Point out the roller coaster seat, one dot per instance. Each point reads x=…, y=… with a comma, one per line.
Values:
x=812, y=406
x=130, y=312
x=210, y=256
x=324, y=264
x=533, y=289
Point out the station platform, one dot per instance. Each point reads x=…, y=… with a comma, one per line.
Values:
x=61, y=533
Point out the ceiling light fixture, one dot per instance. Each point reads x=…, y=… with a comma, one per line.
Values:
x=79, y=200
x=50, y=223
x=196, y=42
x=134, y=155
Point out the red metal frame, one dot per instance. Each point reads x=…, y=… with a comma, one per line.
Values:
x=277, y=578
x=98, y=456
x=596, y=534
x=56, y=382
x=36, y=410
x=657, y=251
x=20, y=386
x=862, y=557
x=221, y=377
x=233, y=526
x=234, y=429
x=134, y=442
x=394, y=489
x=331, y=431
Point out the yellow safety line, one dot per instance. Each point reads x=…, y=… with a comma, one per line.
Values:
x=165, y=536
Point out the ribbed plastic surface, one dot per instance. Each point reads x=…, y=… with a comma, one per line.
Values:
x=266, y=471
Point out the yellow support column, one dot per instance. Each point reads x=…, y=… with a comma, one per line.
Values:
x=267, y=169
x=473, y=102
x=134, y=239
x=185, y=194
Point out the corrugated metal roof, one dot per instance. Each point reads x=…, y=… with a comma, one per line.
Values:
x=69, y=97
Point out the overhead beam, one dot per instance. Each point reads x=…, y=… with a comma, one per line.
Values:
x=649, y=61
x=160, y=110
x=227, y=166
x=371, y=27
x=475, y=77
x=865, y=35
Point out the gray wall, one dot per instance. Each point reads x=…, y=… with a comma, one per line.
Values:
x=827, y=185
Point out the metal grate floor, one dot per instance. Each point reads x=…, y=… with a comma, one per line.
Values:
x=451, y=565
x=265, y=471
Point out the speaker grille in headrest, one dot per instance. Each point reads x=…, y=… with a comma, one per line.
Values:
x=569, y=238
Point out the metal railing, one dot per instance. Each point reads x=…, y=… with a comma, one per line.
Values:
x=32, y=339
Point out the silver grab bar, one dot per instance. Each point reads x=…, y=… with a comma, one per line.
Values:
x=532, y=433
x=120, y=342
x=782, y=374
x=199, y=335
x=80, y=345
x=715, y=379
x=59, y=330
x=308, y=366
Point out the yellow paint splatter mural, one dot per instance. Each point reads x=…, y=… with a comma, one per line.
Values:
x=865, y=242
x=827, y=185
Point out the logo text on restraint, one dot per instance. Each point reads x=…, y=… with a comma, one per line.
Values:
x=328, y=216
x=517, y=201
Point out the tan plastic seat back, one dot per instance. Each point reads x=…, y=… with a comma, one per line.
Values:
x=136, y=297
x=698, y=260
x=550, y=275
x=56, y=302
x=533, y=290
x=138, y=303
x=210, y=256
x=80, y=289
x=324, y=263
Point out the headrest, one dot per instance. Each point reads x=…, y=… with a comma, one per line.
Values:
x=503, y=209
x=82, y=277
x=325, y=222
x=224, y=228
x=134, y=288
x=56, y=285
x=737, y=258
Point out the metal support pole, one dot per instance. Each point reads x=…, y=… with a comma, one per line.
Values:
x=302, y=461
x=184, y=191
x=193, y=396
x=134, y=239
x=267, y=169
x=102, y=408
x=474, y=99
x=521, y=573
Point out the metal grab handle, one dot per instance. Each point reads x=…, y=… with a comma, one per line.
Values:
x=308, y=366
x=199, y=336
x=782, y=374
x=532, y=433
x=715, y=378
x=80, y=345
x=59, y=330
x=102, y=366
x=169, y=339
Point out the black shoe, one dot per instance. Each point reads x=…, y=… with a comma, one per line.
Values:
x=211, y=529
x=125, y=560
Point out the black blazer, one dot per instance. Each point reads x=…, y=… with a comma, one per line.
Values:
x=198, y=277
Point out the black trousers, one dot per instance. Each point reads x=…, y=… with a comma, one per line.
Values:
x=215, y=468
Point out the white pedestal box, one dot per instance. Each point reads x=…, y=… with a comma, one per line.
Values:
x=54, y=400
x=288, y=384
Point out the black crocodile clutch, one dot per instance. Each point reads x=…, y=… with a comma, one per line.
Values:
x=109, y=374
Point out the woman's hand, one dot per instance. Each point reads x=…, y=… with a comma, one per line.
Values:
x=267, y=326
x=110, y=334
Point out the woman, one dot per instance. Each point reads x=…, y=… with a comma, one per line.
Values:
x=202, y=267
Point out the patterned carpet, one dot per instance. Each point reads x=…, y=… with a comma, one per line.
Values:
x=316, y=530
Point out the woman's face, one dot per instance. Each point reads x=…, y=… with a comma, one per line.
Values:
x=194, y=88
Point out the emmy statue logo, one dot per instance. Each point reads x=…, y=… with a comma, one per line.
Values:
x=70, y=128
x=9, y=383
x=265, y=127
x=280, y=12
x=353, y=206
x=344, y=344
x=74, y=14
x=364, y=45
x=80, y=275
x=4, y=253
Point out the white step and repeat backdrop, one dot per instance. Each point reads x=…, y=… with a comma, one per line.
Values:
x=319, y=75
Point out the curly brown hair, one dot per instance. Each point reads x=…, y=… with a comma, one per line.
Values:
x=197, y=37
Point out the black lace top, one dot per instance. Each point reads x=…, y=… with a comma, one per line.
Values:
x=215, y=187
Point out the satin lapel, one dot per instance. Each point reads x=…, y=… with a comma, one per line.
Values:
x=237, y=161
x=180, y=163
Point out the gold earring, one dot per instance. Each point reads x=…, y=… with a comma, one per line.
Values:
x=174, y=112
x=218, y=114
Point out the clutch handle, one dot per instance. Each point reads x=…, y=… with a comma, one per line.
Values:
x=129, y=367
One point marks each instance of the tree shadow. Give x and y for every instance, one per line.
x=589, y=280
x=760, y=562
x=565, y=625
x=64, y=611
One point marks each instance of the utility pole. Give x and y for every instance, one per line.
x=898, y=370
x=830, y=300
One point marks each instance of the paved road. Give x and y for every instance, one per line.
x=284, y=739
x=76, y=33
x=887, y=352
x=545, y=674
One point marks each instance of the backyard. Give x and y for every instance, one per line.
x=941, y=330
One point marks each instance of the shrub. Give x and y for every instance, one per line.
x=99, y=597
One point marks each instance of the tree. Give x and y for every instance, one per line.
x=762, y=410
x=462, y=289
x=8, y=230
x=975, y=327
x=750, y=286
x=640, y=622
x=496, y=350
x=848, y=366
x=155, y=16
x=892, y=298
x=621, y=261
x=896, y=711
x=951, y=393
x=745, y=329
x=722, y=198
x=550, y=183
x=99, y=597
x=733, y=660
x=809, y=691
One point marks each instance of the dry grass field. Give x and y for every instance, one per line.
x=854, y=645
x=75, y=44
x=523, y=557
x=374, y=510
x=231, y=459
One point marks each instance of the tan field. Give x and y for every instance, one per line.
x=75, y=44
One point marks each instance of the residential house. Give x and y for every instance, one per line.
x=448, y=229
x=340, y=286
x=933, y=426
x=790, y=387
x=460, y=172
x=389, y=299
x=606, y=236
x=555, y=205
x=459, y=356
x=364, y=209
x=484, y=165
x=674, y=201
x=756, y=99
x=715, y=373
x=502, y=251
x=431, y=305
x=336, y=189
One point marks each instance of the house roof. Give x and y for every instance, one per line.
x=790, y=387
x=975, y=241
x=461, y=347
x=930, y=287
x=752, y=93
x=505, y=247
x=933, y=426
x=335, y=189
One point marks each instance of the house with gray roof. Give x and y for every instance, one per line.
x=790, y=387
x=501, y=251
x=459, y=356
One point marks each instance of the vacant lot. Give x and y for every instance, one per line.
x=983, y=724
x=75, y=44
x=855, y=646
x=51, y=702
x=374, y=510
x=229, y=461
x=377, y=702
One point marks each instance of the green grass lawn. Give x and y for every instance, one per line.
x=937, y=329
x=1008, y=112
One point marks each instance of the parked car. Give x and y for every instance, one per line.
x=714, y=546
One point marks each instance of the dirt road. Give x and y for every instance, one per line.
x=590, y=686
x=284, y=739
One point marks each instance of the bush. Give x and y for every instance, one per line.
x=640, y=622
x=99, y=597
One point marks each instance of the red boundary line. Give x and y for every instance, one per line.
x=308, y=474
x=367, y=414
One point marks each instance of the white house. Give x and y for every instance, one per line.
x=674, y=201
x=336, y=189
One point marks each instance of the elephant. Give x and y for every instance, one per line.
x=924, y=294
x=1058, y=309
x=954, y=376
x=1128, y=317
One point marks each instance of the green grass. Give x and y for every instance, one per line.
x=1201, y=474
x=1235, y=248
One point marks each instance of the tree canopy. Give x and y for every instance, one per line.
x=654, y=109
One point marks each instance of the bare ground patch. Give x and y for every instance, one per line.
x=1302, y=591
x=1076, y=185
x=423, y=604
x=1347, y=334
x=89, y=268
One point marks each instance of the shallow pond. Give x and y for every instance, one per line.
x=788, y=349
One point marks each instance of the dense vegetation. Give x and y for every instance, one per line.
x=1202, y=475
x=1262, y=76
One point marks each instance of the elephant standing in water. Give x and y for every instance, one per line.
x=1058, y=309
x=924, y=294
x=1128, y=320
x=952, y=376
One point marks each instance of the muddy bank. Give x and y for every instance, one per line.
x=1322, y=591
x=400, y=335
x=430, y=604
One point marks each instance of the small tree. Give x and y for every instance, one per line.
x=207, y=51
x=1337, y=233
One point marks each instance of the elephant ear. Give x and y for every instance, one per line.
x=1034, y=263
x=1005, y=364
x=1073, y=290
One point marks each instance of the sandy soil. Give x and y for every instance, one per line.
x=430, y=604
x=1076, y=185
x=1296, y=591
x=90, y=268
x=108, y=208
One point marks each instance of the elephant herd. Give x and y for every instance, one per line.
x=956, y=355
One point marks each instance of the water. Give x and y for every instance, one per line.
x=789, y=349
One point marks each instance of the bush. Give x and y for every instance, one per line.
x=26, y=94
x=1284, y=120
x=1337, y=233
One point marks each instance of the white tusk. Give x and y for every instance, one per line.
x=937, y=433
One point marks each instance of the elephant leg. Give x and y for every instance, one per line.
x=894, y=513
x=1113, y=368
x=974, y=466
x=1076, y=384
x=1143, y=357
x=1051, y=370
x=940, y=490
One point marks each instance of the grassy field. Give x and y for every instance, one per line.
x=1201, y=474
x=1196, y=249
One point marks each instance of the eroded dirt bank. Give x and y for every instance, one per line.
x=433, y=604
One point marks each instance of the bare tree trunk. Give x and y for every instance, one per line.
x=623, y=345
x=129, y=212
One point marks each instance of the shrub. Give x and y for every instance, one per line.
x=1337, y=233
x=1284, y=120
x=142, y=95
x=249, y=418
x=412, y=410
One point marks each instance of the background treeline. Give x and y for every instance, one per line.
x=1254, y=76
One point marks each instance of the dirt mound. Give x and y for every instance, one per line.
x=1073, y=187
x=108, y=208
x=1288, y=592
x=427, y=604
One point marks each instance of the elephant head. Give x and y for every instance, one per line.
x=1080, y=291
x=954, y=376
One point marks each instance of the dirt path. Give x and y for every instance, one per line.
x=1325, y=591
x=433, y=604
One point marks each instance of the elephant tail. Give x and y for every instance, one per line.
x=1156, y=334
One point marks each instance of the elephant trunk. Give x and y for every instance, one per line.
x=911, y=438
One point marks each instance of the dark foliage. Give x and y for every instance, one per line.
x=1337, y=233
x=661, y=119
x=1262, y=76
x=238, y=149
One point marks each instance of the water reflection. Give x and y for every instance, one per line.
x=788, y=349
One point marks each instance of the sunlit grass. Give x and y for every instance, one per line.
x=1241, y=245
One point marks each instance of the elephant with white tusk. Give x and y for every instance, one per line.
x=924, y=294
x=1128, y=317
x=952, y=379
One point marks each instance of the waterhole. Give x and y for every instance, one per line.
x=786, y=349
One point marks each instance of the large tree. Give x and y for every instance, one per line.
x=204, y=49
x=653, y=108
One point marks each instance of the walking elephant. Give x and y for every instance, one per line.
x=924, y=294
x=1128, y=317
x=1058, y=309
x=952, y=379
--
▸ **Task details**
In the data above, start at the line that has "Point out the yellow safety", stop after the line that has "Point out the silver", and print every line in between exactly as it stands.

▸ **Written response**
Point out the yellow safety line, one dot per instance. Each point reads x=…, y=… with a comma, one per line.
Values:
x=165, y=536
Point out the ribbed plastic surface, one dot per instance. Each point reads x=…, y=… with a comma, one per line.
Values:
x=266, y=471
Point out the yellow support column, one dot per instance. Each point reads x=…, y=… with a comma, one per line.
Values:
x=267, y=169
x=473, y=102
x=134, y=239
x=185, y=194
Point out the corrugated metal roof, one dot per instance. Each point reads x=…, y=… with a comma, one per line.
Values:
x=69, y=97
Point out the overhead beam, one dot per instance. Each point reads x=…, y=… with a comma, one per line.
Values:
x=649, y=61
x=160, y=110
x=227, y=166
x=371, y=27
x=475, y=77
x=865, y=35
Point out the gray wall, one dot per instance. Each point reads x=…, y=… with a comma, one per line.
Values:
x=827, y=185
Point out the metal grate floor, one dot per instance. Each point reads x=…, y=… with a comma, one per line.
Values:
x=451, y=565
x=265, y=471
Point out the speaker grille in headrest, one dot per instance. Each point reads x=…, y=… with a comma, one per line.
Values:
x=569, y=238
Point out the metal railing, one dot per instance. Each point reads x=…, y=… with a comma, one per line.
Values:
x=32, y=339
Point out the silver grab bar, one dot per instance. Each point reads x=…, y=… with a comma, one per line.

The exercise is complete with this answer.